**PASSAGE SHOWN**
▬▬▬

See the Proof in The Explanation Section.

Let us observe that, in $Delta ABC and Delta BHC$ , we have,

$/_B=/_BHC=90^@, "common "/_C=" common "/_BCH, and, :.,$

$/_A=/_HBC rArr Delta ABC" is similar to "Delta BHC$

Accordingly, their corresponding sides are proportional.

$:. (AC)/(BC)=(AB)/(BH)=(BC)/(CH), i.e., (AC)/(BC)=(BC)/(CH)$

$rArr BC^2=AC*CH$

This proves $ET_1$ . The Proof of $ET'_1$ is similar.

To prove $ET_2$ , we show that $Delta AHB and Delta BHC$ are

similar.

In $Delta AHB, /_AHB=90^@ :. /_ABH+/_BAH=90^@......(1)$ .

Also, $/_ABC=90^@ rArr /_ABH+/_HBC=90^@.........(2)$ .

▬▬▬

**GIVEN DATA**
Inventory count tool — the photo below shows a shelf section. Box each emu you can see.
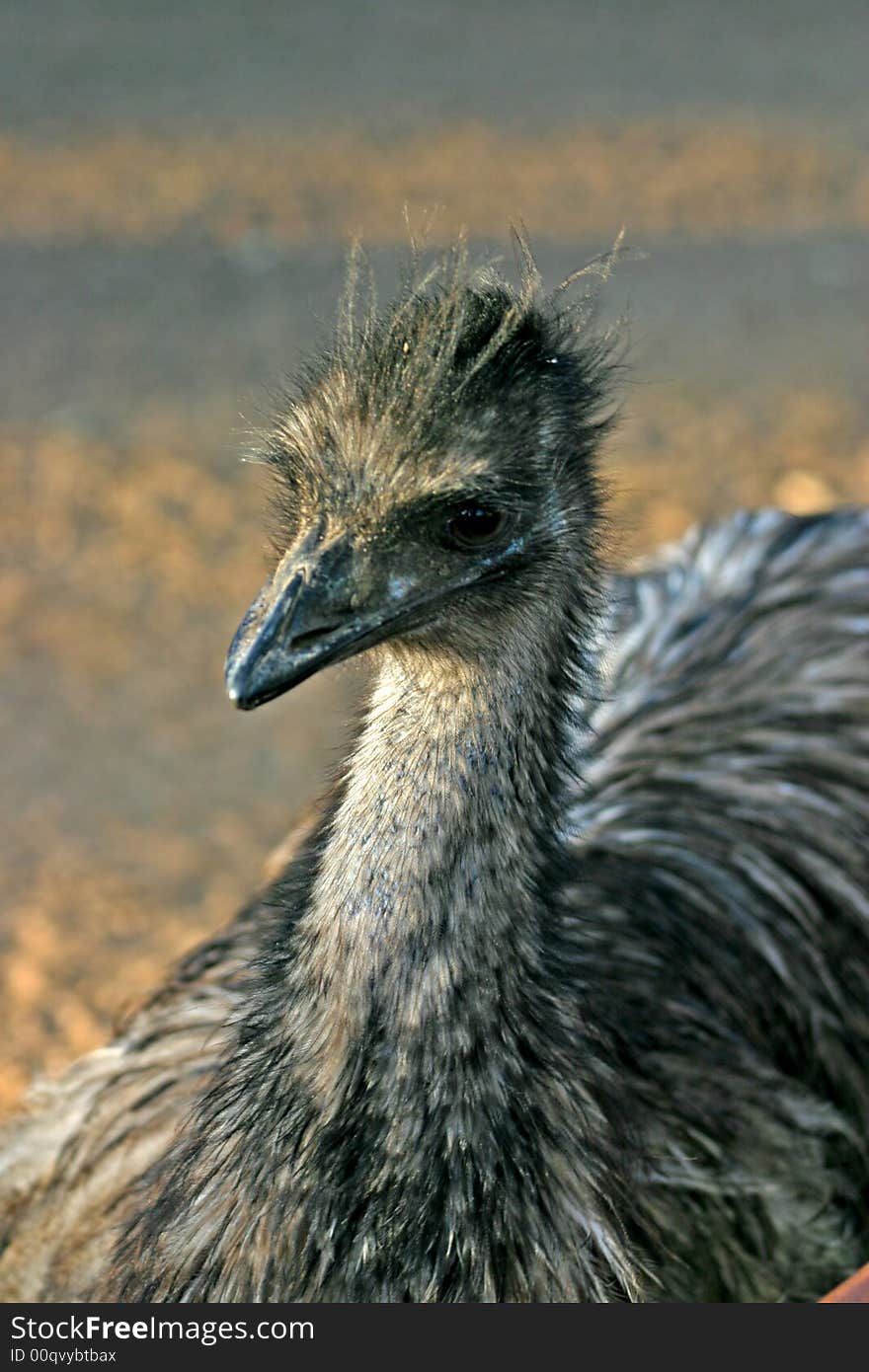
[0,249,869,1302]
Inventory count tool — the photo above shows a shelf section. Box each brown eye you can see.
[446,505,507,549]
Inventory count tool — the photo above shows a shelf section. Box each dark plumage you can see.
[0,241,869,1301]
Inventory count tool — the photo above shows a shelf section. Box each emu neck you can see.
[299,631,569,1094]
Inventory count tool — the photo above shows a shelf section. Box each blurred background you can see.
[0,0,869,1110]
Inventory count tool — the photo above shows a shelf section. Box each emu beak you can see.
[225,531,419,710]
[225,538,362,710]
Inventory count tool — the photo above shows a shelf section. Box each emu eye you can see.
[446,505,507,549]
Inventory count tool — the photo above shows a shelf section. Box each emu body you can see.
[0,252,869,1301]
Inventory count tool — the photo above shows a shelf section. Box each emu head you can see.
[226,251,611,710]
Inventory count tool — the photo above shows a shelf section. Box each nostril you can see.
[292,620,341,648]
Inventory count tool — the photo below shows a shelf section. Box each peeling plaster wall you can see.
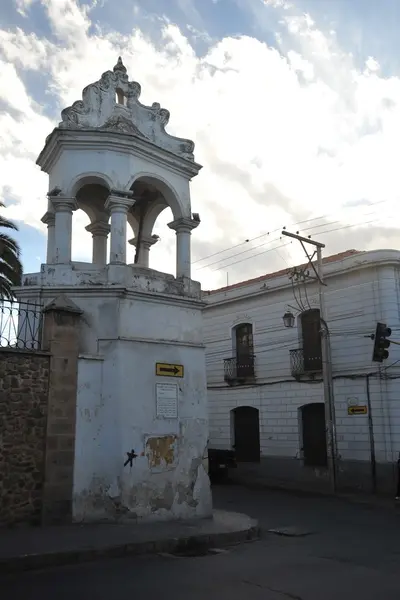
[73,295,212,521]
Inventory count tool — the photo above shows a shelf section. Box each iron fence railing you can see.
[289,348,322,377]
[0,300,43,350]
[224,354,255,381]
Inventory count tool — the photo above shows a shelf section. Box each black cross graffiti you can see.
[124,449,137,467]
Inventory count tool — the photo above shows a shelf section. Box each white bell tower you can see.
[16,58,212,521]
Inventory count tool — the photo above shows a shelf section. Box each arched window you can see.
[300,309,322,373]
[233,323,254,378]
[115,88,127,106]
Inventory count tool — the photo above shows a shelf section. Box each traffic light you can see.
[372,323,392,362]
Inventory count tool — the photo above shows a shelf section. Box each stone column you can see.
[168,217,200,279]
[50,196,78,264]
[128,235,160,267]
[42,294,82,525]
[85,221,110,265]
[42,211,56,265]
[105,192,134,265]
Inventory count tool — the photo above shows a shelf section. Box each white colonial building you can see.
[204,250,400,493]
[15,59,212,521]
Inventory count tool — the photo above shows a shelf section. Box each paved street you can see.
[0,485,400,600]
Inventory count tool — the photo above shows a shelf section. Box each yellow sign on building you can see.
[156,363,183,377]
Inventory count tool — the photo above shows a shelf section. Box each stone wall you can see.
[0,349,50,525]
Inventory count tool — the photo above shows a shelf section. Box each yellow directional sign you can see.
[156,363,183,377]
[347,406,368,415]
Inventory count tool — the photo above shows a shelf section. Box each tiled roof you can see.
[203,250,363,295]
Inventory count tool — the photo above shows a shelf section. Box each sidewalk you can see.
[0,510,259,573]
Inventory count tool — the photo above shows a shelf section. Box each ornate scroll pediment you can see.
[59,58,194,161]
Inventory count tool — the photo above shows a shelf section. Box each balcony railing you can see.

▬▬▬

**SET PROBLEM 1**
Can you repeat the geometry proof word for word, beginning at the words "See the Proof" and stopping after "sides are proportional."?
**SET PROBLEM 2**
Can you give the entries again from the line that has "street you can see." through the end of the entries, renaming "shelf section" to "display shelf" and leaving everything else unchanged? Give only those lines.
The geometry proof and the entries have no connection to each other.

**TASK RESPONSE 1**
See the Proof in The Explanation Section.

Let us observe that, in $Delta ABC and Delta BHC$ , we have,

$/_B=/_BHC=90^@, "common "/_C=" common "/_BCH, and, :.,$

$/_A=/_HBC rArr Delta ABC" is similar to "Delta BHC$

Accordingly, their corresponding sides are proportional.

**TASK RESPONSE 2**
Inventory count tool — the photo above shows a display shelf. Box each paved street you can see.
[0,485,400,600]
Inventory count tool — the photo above shows a display shelf. Box each yellow sign on building you can see.
[156,363,183,377]
Inventory count tool — the photo above shows a display shelf. Box each stone wall you can see.
[0,349,50,525]
Inventory count tool — the photo above shows a display shelf. Box each yellow directional sign you can see.
[156,363,183,377]
[347,406,368,415]
Inventory count tool — the photo above shows a display shelf. Box each tiled roof you can see.
[203,250,363,295]
Inventory count tool — the photo above shows a display shelf. Box each sidewalk you can see.
[0,510,259,573]
Inventory count tool — the photo above shows a display shelf. Box each ornate scroll pediment you can see.
[59,58,194,161]
Inventory count tool — the photo above shows a display shelf. Box each balcony railing you can see.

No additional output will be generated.